··· 抜粋した文章

こんな資料が、その内に中医協に登場する。
9月3日に日本医師会総合政策研究機構(日医総研)から、いつもの女性が、いつもの様に、薬局に関するレポートを出している。
タイトルは「大手調剤薬局等の2019年度決算とその後の状況(新型コロナウイルス感染症の影響)」である。
内容は単純だが、問題は日本医師会から出されているってことにある。
興味深く拝見させていただいた。
このレポートが何らかの形で2022年度の調剤報酬改定に影響を与えることは間違いない。
ターゲットは大手調剤薬局とドラッグストアにあるようだが、当然のこととして中小薬局も巻き添えを食らうことになる。
これに対する日本薬剤師会に対応策はあるのだろうか。
ちょっと興味を引いたのは、この資料で取り上げている企業の筆頭株主である。
個人もあるが銀行関係も多い。
中でも「マスタートラスト信託銀行」や「日本トラスティ―・サービス信託銀行」などの聞きなれない連合艦隊の銀行が目立つ。
その他にイオンの存在も大きい。
ここから言えることは、当たり前ではあるが薬局は投資の対象だってことである。
そして薬局は医療提供施設ではない。
興味がある人は検索して欲しい。
次に調剤関連事業の割合も気になる。
調剤主体のいわゆる調剤薬局と呼ばれる大手会社の売上比率は90%前後となっている。
ところが中堅会社になる40~70%と意外に低くなる。
もともと違う事業からの参入組ではないかと思う。
さらにドラッグストアになるとスギHDが19.4%で最も高く、次がウエルシアHDの17.9%、ココカラファインが15.9%で、他は10%前後となる。
そのスギHDの調剤売上は1,053億円、ウエルシアHDでは1,555億円となっている。
大手調剤薬局と肩を並べる売上があっても20%にも満たない。

······

演習の課題 –
1. 薬局に関する抜粋した文章で、調剤関連事業の割合が数値で示されているドラッグストアの企業名をすべて挙げよ。
2. 大手調剤薬局の決算レポートをめぐる文章を、最後の文の後から書き継げ。

··· 演習データ

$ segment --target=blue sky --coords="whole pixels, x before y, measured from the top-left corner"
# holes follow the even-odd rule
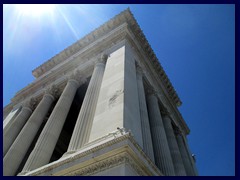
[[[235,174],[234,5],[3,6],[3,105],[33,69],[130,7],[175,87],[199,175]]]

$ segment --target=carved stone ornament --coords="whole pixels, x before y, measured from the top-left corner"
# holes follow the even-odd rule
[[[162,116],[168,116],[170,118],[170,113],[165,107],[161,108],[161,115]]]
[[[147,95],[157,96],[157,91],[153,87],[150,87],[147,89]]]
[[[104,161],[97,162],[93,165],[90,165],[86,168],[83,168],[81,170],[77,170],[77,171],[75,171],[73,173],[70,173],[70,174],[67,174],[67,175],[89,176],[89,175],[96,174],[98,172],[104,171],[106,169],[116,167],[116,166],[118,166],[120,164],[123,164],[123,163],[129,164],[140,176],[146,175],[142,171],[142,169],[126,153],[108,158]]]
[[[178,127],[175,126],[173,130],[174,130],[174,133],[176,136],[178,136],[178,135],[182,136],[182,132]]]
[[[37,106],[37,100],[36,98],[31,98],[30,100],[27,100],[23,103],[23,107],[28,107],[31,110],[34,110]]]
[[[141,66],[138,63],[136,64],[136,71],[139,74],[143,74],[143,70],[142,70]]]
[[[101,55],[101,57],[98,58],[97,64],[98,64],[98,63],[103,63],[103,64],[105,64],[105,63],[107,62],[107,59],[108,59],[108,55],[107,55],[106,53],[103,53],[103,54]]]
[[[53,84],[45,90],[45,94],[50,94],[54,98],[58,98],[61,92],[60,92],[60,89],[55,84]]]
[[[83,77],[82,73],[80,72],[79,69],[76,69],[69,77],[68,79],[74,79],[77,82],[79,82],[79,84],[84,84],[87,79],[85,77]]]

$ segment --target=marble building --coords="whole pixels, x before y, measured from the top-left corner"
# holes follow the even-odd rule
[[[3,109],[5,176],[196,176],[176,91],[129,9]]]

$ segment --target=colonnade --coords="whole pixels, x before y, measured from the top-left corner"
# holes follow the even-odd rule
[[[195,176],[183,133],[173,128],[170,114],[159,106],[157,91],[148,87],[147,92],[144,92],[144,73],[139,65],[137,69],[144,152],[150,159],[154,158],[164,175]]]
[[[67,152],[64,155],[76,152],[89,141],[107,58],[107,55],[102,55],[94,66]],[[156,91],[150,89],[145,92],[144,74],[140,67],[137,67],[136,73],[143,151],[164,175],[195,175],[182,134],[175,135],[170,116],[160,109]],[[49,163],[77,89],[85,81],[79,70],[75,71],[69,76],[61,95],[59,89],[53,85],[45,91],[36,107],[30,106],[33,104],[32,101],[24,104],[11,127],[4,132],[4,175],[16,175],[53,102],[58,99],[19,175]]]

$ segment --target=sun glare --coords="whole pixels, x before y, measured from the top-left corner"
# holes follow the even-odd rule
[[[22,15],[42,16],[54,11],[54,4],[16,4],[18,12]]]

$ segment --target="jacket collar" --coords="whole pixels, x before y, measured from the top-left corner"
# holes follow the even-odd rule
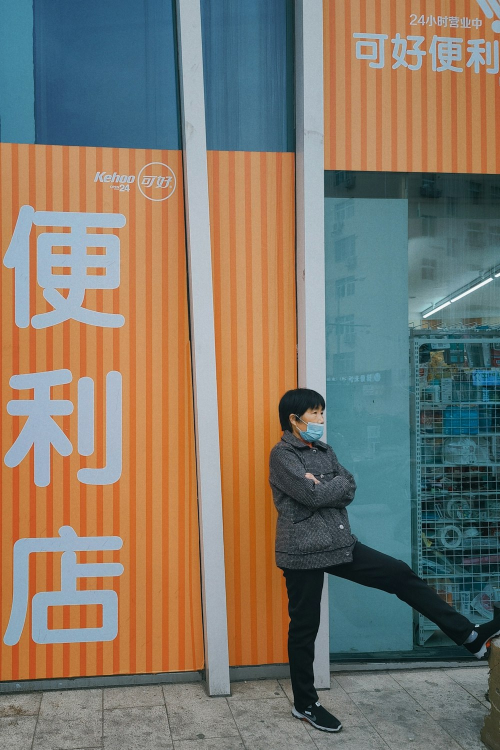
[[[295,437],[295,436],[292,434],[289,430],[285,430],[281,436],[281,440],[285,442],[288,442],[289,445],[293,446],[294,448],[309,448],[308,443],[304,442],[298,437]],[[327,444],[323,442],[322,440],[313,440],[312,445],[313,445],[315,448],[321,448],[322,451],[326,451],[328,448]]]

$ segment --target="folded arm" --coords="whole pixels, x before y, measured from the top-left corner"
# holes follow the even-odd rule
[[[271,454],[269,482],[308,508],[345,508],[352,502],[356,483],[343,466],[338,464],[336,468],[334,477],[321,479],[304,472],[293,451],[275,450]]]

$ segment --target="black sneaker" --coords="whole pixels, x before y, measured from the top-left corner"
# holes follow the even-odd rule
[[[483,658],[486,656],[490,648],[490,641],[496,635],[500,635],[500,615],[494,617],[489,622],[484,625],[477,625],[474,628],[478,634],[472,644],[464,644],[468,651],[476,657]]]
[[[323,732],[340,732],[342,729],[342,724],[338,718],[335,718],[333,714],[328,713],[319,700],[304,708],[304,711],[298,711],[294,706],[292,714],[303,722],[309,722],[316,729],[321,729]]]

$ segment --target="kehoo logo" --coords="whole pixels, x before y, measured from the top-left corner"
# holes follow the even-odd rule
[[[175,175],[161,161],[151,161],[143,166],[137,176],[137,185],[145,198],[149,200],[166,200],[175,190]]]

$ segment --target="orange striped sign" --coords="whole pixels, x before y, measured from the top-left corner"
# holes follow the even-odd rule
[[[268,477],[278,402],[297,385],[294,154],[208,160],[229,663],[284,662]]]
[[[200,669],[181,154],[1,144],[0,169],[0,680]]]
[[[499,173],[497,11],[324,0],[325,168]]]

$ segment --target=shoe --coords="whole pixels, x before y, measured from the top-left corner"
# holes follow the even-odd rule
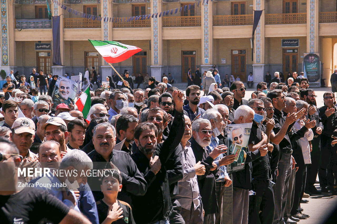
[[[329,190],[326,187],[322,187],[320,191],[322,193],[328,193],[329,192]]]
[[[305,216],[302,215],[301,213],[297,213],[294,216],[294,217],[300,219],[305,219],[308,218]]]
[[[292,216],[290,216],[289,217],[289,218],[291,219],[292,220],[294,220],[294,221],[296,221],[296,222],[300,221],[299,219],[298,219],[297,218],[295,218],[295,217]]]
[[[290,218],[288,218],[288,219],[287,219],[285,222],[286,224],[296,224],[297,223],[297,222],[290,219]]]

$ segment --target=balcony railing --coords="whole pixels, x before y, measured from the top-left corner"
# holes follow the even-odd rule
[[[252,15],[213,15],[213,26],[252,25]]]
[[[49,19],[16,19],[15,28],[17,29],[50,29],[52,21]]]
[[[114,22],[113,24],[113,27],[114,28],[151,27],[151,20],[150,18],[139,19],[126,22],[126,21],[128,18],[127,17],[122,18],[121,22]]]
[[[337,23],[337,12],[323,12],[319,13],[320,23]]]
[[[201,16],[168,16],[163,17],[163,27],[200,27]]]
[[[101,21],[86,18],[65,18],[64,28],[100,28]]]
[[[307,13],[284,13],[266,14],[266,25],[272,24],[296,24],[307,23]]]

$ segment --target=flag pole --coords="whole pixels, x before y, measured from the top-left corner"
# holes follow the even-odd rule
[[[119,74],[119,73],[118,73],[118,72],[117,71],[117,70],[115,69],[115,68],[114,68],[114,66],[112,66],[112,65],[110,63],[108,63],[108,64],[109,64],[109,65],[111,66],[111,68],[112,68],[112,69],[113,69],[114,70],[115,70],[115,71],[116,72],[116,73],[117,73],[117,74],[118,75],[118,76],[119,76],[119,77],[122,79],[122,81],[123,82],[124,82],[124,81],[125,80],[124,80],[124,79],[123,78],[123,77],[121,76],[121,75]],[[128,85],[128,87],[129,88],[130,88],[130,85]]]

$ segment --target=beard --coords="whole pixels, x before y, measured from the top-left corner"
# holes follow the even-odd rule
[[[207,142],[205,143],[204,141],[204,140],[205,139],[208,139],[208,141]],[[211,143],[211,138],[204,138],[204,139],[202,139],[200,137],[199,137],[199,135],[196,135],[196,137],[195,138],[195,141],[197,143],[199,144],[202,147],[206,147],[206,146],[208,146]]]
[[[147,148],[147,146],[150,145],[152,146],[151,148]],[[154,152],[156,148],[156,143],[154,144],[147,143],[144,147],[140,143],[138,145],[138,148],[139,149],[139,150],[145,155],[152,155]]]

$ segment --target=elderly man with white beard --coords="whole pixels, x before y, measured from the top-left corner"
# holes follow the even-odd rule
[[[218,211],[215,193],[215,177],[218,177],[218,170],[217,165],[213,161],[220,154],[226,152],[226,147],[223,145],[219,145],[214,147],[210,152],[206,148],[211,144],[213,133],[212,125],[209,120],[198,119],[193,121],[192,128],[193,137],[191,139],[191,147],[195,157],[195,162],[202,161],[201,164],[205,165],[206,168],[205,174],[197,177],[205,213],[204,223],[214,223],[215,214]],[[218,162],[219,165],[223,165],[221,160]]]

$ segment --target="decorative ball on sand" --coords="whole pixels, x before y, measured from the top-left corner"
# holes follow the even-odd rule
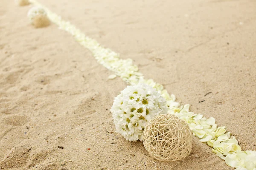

······

課題の解答 –
1. スギHD、ウエルシアHD、ココカラファイン

2.
全体の売上比率は低いが薬局業界全体としての存在は大きい。
何か不気味さを感じさせる。
さらに脅威を感じるのは、大手調剤薬局の売上は調剤報酬改定があった年にほぼマイナスに陥っているが、ドラッグストアは報酬改定に関係なく7~15%の幅で伸びている。
単純にM&Aの影響とは言えないものがある。
日医総研では「『門前』『チェーン薬局』をターゲットとした従来の調剤報酬適正化手法が通用しなくなっている」として、従来の報酬改定のやり方ではダメだとしている。
終りの方に大手4社(アイン、日本調剤、クオール、メディカルシステムの合計)の内部留保について書かれている。
この部分は中医協でも資料として採用されている。
2019年度末の内部留保が1,340億円で前年より150億円が増加しているとしている。
要は、儲かり過ぎだと指摘している。
初めにも書いたが、この資料の良いとこ取りが中医協で使われる。
このブログで何度も書いているが薬局業界は3極分化が進んでいる。
成績のいい2極を取り上げての議論では、大幅な引き下げがあってもしかるべきとなる。
その結果、残りの1極が割を食う。
反論できる資料の作成を早急に望む。
これも後出しじゃんけんになるけどね。